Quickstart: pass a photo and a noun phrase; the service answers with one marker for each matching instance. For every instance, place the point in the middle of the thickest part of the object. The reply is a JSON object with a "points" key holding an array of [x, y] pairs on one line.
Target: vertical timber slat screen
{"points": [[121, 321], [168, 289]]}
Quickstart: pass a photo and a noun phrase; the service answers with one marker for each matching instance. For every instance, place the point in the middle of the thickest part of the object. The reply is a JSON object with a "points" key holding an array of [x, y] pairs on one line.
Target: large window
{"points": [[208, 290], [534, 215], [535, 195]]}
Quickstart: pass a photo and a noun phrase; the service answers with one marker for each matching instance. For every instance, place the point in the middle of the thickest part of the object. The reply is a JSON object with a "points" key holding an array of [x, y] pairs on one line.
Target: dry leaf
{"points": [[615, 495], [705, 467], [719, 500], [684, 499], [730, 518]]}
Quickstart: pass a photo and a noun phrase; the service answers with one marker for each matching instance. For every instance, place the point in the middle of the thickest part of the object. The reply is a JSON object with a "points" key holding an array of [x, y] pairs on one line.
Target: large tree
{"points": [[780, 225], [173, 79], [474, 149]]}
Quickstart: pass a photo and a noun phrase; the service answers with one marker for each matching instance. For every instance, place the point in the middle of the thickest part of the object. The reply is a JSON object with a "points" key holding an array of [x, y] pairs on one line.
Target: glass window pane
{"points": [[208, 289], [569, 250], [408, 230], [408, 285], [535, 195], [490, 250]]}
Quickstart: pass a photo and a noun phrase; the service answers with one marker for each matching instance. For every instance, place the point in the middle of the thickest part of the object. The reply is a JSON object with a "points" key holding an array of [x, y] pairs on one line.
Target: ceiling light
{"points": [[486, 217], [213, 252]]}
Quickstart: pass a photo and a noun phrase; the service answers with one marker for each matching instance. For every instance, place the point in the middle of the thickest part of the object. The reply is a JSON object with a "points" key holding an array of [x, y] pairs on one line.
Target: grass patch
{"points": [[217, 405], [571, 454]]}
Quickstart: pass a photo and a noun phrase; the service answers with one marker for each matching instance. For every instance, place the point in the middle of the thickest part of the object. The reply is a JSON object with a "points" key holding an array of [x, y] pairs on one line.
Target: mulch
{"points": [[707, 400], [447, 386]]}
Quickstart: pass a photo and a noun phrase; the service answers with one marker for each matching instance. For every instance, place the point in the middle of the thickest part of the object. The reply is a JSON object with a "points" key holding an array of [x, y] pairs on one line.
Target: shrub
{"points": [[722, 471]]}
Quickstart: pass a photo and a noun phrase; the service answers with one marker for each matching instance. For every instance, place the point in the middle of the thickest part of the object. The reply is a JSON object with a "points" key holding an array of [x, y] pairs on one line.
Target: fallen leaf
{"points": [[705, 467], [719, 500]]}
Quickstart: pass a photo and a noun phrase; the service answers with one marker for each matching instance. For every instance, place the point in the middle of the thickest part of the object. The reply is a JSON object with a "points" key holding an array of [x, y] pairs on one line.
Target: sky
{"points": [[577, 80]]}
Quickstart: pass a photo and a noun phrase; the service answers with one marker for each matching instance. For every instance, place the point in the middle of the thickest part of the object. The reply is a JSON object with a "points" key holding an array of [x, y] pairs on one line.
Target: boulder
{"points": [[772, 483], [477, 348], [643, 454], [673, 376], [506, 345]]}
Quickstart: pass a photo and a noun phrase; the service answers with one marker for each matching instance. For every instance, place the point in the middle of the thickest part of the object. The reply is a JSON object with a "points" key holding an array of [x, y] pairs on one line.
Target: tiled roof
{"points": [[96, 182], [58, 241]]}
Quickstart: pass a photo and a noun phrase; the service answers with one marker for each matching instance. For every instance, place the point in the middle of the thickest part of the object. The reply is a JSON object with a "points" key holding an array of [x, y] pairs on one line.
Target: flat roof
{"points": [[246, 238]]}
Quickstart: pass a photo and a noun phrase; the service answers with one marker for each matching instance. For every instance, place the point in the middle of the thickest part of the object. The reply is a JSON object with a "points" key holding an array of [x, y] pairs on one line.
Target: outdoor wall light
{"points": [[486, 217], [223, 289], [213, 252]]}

* _PROBLEM DESCRIPTION_:
Retype every entry word for word.

* _RESULT_:
Quickstart: pass a photo and a noun phrase; the service answers with one marker for each matching instance. For every instance, place the point in the middle of the thickest part of the object. The reply is a JSON object with a "points" key holding an array of [x, y] pairs on one line.
Target: vertical timber slat screen
{"points": [[121, 321], [168, 289]]}
Quickstart: pass a photo and a noun phrase; the service answers with one marker for each matching instance. For every instance, place the point in the middle of the thickest part of the object. The reply is a JSON object with a "points" key holding an array of [x, y] pairs on one line.
Target: large window
{"points": [[208, 290], [534, 215], [535, 195]]}
Quickstart: pass a photo and a noun phrase; the service answers with one marker for each matching instance. For every instance, place the point in the middle of the thickest part of the object. The reply is a JSON object with a "points" key holding an array of [x, y] pairs on one line.
Target: dry leaf
{"points": [[615, 495], [705, 467], [719, 500], [684, 499], [730, 518]]}
Quickstart: pass a photo and a noun phrase; the service answers with one marker for each matching instance. For every instance, place the point in the middle of the thickest part of the object. The reply is a JSON object with a "points" key holding an array of [x, y] pairs on one line.
Target: large tree
{"points": [[780, 225], [173, 79], [474, 149]]}
Quickstart: pass a photo and a noun phrase; the service answers with one marker for each matching instance. For every instance, place the point in the middle of the thickest part of the object. The reply is a JSON object with a "points" key holding an array of [x, y] pairs on one line.
Target: glass window pane
{"points": [[208, 289], [569, 250], [408, 230], [408, 285], [535, 195], [490, 250]]}
Quickstart: pass a photo and a noun phrase; the service answers with one marker for each matching instance. For every instance, place the point in the middle of the thickest part of the object. The reply is a JSON object with a "points" key holding an array of [x, y] pairs on one line.
Target: ceiling light
{"points": [[486, 217], [213, 252]]}
Quickstart: pass a photo and a noun phrase; the service answers with one marker for each matching instance. For every instance, place the point in the middle of the thickest part of the object. The reply is a JSON object with a "points" key holding an array of [x, y] pairs on one line.
Target: grass patch
{"points": [[217, 405], [571, 454]]}
Quickstart: pass a photo and a noun phrase; the service answers with one marker for each matching instance. For every instance, place the point in the middle of the thickest part of the object. The reply is a JSON object with a "points" key holding an array of [x, y] pairs on one line.
Target: mulch
{"points": [[707, 400], [447, 386]]}
Quickstart: pass a photo and a noun phrase; the service answers with one marker for each matching instance. For every instance, place the point in the middle of the thickest part of the object. The reply is a JSON object with a "points" key holding an array of [x, y] pairs on one line.
Target: shrub
{"points": [[722, 471]]}
Quickstart: pass a photo and a noun phrase; the service answers with one marker for each matching instance. For every instance, place the point in the middle of the thickest part of the object. The reply is a JSON object with a "points" key holding an array of [x, y] pairs on one line.
Target: fallen leaf
{"points": [[705, 467], [719, 500]]}
Quickstart: pass a photo and a noun phrase; the service answers with one marker for each matching instance. For every instance, place the point in the middle of the thickest part of the object. The reply is a JSON object with a "points" key holding an array of [x, y] pairs on one line.
Target: sky
{"points": [[577, 80]]}
Quickstart: pass a photo and a noun phrase; the service answers with one marker for each matching instance. For every instance, place the point in the middle of the thickest part of the object. The reply is a JSON object with a "points" key holding an array of [x, y] pairs on one line.
Target: boulder
{"points": [[772, 483], [477, 348], [643, 454], [673, 376], [506, 345]]}
Quickstart: pass a photo and a noun phrase; the service answers with one marker for each matching instance. For every instance, place the point in the middle of the thickest part of the object. The reply is a JSON object with a "points" key holding an array of [x, y] pairs on one line.
Target: tiled roof
{"points": [[96, 182], [58, 241]]}
Quickstart: pass a photo and a noun phrase; the service answers with one marker for each matching instance. For every instance, place the point in the middle of the thickest part of the object. The reply is a JSON object with a "points" key holding an array of [x, y] pairs on one line.
Target: flat roof
{"points": [[246, 238]]}
Quickstart: pass a photo and a noun phrase; the service answers with one marker for each matching instance. For every instance, place the point in the middle of the thickest part of the object. The reply is a JSON object with a "points" key holding an array of [x, y] pairs on one line.
Target: outdoor wall light
{"points": [[486, 217], [223, 289], [213, 252]]}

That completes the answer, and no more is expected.